== WHAT IS REQUIRED ==
Restate the records that follow. Every word must match.

::: RECORDS PROVIDED

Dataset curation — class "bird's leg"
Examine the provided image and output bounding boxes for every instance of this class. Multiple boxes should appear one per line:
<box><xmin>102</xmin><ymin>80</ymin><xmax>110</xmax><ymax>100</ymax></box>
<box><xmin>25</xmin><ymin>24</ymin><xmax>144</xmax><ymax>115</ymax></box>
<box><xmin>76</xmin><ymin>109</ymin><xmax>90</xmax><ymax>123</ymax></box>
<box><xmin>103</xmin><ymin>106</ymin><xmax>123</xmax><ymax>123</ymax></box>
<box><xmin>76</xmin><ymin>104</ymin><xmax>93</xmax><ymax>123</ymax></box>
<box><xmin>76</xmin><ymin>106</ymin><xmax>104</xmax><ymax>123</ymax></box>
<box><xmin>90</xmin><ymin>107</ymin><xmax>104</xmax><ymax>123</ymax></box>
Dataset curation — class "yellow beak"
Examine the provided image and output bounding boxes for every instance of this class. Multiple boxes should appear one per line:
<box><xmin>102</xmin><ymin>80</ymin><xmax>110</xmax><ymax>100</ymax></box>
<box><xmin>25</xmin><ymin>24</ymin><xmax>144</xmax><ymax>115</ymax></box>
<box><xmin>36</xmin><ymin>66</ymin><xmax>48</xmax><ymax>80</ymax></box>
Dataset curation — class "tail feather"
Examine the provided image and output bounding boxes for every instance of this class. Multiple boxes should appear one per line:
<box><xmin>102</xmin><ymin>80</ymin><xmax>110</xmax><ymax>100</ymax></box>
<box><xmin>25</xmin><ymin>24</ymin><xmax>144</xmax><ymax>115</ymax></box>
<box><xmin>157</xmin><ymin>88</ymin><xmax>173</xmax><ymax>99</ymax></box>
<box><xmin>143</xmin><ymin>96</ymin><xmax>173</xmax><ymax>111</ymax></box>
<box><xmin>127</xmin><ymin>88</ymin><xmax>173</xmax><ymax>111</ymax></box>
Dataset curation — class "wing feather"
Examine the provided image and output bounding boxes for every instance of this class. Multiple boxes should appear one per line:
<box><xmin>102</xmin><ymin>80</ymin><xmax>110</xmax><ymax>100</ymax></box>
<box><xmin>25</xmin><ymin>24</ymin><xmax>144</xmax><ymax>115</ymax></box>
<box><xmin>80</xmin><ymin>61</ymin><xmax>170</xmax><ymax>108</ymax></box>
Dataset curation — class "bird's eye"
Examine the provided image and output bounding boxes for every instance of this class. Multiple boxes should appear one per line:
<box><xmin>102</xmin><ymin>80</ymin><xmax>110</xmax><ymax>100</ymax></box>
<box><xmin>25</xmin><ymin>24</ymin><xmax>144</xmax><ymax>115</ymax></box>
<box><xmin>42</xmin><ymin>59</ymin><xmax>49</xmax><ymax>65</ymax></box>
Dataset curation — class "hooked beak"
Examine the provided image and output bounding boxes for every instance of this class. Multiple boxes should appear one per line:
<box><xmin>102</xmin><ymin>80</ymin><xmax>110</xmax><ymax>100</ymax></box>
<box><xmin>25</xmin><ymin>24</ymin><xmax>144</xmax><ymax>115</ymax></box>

::::::

== EXERCISE SOLUTION ==
Dataset curation — class "bird's leg"
Examine the provided image and output bounding boxes for every instance of this class. Multiple boxes should appear one per line:
<box><xmin>102</xmin><ymin>80</ymin><xmax>110</xmax><ymax>100</ymax></box>
<box><xmin>25</xmin><ymin>24</ymin><xmax>144</xmax><ymax>115</ymax></box>
<box><xmin>76</xmin><ymin>109</ymin><xmax>90</xmax><ymax>123</ymax></box>
<box><xmin>103</xmin><ymin>106</ymin><xmax>123</xmax><ymax>123</ymax></box>
<box><xmin>76</xmin><ymin>104</ymin><xmax>93</xmax><ymax>123</ymax></box>
<box><xmin>76</xmin><ymin>106</ymin><xmax>104</xmax><ymax>123</ymax></box>
<box><xmin>90</xmin><ymin>107</ymin><xmax>104</xmax><ymax>123</ymax></box>
Dataset curation — class "yellow beak"
Examine the provided image and output bounding boxes for every instance of this class. Multiple boxes should appear one per line:
<box><xmin>102</xmin><ymin>80</ymin><xmax>110</xmax><ymax>100</ymax></box>
<box><xmin>25</xmin><ymin>24</ymin><xmax>144</xmax><ymax>115</ymax></box>
<box><xmin>36</xmin><ymin>66</ymin><xmax>48</xmax><ymax>80</ymax></box>
Dataset curation — class "tail feather"
Examine the provided image and output bounding boxes for every instance of this class. Multiple boxes should appear one per line:
<box><xmin>102</xmin><ymin>80</ymin><xmax>110</xmax><ymax>100</ymax></box>
<box><xmin>25</xmin><ymin>24</ymin><xmax>144</xmax><ymax>115</ymax></box>
<box><xmin>157</xmin><ymin>88</ymin><xmax>173</xmax><ymax>99</ymax></box>
<box><xmin>143</xmin><ymin>96</ymin><xmax>173</xmax><ymax>111</ymax></box>
<box><xmin>127</xmin><ymin>88</ymin><xmax>173</xmax><ymax>111</ymax></box>
Dataset curation — class "wing feather"
Examine the provided image and output bounding boxes for every instance of this class. Multiple boxes should appear one per line:
<box><xmin>102</xmin><ymin>80</ymin><xmax>110</xmax><ymax>100</ymax></box>
<box><xmin>25</xmin><ymin>24</ymin><xmax>144</xmax><ymax>115</ymax></box>
<box><xmin>80</xmin><ymin>61</ymin><xmax>170</xmax><ymax>108</ymax></box>
Dataset curation — class "bird's eye"
Examine the provided image and output bounding boxes for every instance of this class. Multiple boxes should appear one per line:
<box><xmin>102</xmin><ymin>80</ymin><xmax>110</xmax><ymax>100</ymax></box>
<box><xmin>25</xmin><ymin>24</ymin><xmax>144</xmax><ymax>115</ymax></box>
<box><xmin>42</xmin><ymin>59</ymin><xmax>49</xmax><ymax>65</ymax></box>
Dataset curation — class "hooked beak"
Examine the provided image and output bounding boxes for every instance of this class. Multiple boxes should appear one per line:
<box><xmin>102</xmin><ymin>80</ymin><xmax>110</xmax><ymax>100</ymax></box>
<box><xmin>25</xmin><ymin>24</ymin><xmax>144</xmax><ymax>115</ymax></box>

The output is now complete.